STATED TASK → Your task is to reproduce the entries below word for word.

************

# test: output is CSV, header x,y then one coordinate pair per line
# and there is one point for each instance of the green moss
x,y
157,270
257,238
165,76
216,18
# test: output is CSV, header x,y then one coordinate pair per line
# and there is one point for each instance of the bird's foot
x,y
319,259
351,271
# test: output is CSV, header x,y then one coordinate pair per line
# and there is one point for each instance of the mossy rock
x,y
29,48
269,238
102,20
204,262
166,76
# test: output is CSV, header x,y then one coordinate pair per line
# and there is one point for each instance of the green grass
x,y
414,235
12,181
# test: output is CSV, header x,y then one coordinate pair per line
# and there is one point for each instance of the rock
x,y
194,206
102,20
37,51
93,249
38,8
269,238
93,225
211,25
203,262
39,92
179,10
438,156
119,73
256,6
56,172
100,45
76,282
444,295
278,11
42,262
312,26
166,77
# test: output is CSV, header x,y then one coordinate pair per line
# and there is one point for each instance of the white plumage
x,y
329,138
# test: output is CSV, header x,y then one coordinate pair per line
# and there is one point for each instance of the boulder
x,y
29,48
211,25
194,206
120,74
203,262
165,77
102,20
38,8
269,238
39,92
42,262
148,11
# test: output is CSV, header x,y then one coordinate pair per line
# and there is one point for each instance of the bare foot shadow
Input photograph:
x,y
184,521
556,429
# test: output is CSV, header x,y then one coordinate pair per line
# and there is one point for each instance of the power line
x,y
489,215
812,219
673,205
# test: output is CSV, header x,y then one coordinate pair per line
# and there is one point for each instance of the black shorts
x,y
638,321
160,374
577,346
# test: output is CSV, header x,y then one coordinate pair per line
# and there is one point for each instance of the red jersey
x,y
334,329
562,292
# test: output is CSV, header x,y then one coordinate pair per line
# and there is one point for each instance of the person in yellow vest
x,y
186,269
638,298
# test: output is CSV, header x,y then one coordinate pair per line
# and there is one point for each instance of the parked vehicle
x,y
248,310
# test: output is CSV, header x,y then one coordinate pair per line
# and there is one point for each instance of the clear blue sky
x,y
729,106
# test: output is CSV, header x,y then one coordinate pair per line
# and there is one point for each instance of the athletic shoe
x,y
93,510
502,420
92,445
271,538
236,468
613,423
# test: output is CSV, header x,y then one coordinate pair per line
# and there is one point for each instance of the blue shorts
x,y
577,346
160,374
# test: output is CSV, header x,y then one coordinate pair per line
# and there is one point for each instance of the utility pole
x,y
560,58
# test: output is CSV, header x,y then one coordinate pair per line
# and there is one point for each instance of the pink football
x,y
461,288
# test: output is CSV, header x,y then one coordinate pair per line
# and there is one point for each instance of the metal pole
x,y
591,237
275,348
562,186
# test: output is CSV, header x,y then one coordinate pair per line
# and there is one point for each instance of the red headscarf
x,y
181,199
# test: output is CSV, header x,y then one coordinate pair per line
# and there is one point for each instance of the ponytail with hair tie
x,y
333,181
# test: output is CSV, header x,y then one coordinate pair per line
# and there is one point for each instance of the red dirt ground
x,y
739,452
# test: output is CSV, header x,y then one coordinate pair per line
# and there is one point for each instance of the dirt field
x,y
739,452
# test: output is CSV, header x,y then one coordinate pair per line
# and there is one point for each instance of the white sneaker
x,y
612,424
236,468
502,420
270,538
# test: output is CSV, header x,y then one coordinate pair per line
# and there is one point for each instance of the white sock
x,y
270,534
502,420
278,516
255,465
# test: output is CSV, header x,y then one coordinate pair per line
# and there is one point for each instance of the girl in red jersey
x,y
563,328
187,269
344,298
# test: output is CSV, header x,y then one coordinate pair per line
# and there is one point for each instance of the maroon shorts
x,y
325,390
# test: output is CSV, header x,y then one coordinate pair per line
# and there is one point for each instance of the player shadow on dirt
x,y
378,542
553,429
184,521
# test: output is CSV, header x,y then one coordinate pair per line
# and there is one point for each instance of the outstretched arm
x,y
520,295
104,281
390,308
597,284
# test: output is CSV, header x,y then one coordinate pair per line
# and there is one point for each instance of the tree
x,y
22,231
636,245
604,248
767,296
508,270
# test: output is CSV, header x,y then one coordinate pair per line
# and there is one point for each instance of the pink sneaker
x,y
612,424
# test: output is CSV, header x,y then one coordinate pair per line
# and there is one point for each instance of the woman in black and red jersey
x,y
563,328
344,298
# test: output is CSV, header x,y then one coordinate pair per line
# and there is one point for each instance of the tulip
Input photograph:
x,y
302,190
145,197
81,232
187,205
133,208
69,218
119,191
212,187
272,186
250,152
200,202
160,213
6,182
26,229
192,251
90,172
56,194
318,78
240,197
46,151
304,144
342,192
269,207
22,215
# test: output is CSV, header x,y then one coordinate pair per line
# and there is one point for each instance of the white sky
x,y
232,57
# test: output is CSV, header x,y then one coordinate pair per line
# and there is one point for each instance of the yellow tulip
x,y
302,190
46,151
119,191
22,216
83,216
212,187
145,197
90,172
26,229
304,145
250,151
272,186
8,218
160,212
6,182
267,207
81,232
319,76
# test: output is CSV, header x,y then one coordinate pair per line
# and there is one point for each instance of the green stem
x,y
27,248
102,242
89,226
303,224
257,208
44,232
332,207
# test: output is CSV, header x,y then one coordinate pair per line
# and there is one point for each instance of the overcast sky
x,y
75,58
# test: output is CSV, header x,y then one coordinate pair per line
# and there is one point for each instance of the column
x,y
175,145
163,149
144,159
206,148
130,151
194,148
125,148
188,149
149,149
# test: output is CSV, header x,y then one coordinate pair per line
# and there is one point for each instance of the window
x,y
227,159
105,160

************

WRITTEN ANSWER →
# test: output is CSV, header x,y then one coordinate pair per line
# and there is one point for each instance of the green moss
x,y
157,270
257,238
165,76
216,18
# test: output is CSV, header x,y then one coordinate pair per line
# and there is one point for each instance of the bird's foot
x,y
319,259
351,271
# test: output is CSV, header x,y then one coordinate pair per line
# and there is one point for each instance of the mossy rock
x,y
29,48
269,238
102,20
204,262
166,76
# test: output is CSV, header x,y then one coordinate pair per line
# and there is one point for each instance of the green grass
x,y
414,235
12,181
# test: output is CSV, header x,y then one coordinate pair per line
# and there is one point for each instance of the rock
x,y
194,206
102,20
37,51
93,249
38,8
269,238
93,225
211,25
203,262
39,92
179,10
438,156
119,73
256,6
56,172
100,45
76,282
444,295
278,11
42,262
312,26
166,77
# test: output is CSV, header x,y then one coordinate pair per line
# and there is one point for each instance of the white plumage
x,y
329,138
# test: output is CSV, header x,y then one coordinate pair per line
# and there is one point for each instance of the boulder
x,y
29,48
211,25
194,206
120,74
203,262
165,77
102,20
38,8
269,238
39,92
42,262
148,11
# test: output is CSV, header x,y then one coordinate pair per line
# and there is one point for each instance of the bare foot shadow
Input photograph:
x,y
184,521
556,429
# test: output is CSV, header x,y then one coordinate pair per line
# and there is one point for each instance of the power line
x,y
489,215
812,219
673,205
# test: output is CSV, header x,y then one coordinate pair per line
# and there is one point for each instance of the black shorts
x,y
638,321
160,374
577,346
# test: output is CSV, header x,y then one coordinate pair per line
# and there is one point for each instance of the red jersey
x,y
334,329
562,292
# test: output is CSV, header x,y then one coordinate pair per line
# and there is one point for each instance of the person in yellow vest
x,y
186,269
638,298
# test: output is CSV, header x,y then one coordinate pair per line
# and there is one point for each instance of the parked vehicle
x,y
248,310
# test: output is CSV, header x,y then one coordinate pair per line
# and there is one point for each instance of the clear blue sky
x,y
729,106
# test: output is CSV, header x,y then one coordinate pair per line
# and there is one point for each instance of the athletic shoe
x,y
93,510
502,420
92,445
271,538
236,468
613,423
# test: output is CSV, header x,y then one coordinate pair per line
# and there is one point for each instance of the blue shorts
x,y
577,346
160,374
# test: output is CSV, header x,y then one coordinate pair per line
# and there is one point for each instance of the utility pole
x,y
560,58
# test: output is CSV, header x,y then one coordinate pair per line
# and there is one point for each instance of the pink football
x,y
461,288
# test: output is CSV, header x,y then one coordinate pair per line
# and there is one point for each instance of the metal pole
x,y
591,237
275,348
562,186
# test: output is CSV, header x,y then one coordinate pair per line
# and there is one point for each instance of the red headscarf
x,y
181,199
# test: output is CSV, header x,y then one coordinate pair per line
# and there is one point for each instance of the ponytail with hair tie
x,y
333,181
# test: output is CSV, header x,y then one coordinate pair per line
# and there is one point for each instance of the red dirt ground
x,y
739,452
# test: output is CSV, header x,y then one coordinate pair per line
# and there is one point for each instance of the dirt field
x,y
739,452
# test: output is CSV, header x,y then one coordinate pair per line
# and there is one point for each instance of the white sneaker
x,y
612,424
236,468
502,420
270,538
# test: output is CSV, header x,y then one coordinate pair per line
# and there is one point for each instance of the white sock
x,y
270,534
502,420
278,516
255,465
# test: output is CSV, header x,y then one coordinate pair per line
# and there is one point for each instance of the girl in red jersey
x,y
563,328
187,269
344,298
# test: output is CSV, header x,y then one coordinate pair per line
# and there is one point for each instance of the maroon shorts
x,y
325,390
# test: output is CSV, header x,y then one coordinate pair per line
# and there is one point for each instance of the player shadow on dirt
x,y
378,542
553,429
184,521
# test: output is CSV, header x,y then one coordinate pair per line
# and there is one point for each instance of the outstretched arm
x,y
520,295
104,281
390,308
597,284
# test: output is CSV, header x,y then one coordinate pair per line
# and there is one point for each instance of the tree
x,y
22,231
636,245
604,248
767,296
508,270
# test: output is CSV, header x,y then one coordinate pair per line
# and there is one point for each instance of the pink sneaker
x,y
612,424
# test: output is CSV, header x,y then one coordinate pair per line
# and there is one point for each instance of the woman in black and red jersey
x,y
563,328
344,298
# test: output is CSV, header x,y then one coordinate pair per line
# and there is one point for each instance of the tulip
Input photograph:
x,y
302,190
145,197
81,232
187,205
133,208
69,218
119,191
212,187
272,186
250,152
200,202
160,213
6,182
26,229
192,251
90,172
56,194
318,78
240,197
46,151
304,144
342,192
269,207
22,215
# test: output is CSV, header x,y then one coordinate pair per line
# and there is one point for each instance of the white sky
x,y
232,57
# test: output is CSV, header x,y then one coordinate pair per line
# and there is one point for each instance of the yellow tulip
x,y
302,190
46,151
119,191
22,216
83,216
212,187
145,197
90,172
26,229
304,145
250,151
272,186
8,218
160,212
6,182
267,207
81,232
319,76
# test: output is CSV, header x,y then one coordinate pair per line
# and there is one point for each instance of the green stem
x,y
27,248
102,242
89,226
303,224
257,208
44,232
332,207
# test: output is CSV, header x,y then one coordinate pair per line
# and there is one point for each instance of the overcast sky
x,y
75,58
# test: output is CSV, header x,y then one coordinate pair per line
# and there is one point for each instance of the column
x,y
175,145
163,149
144,159
206,148
130,151
194,148
125,148
188,149
149,149
# test: output is CSV, header x,y then one coordinate pair per line
# and there is one point for each instance of the window
x,y
227,159
105,160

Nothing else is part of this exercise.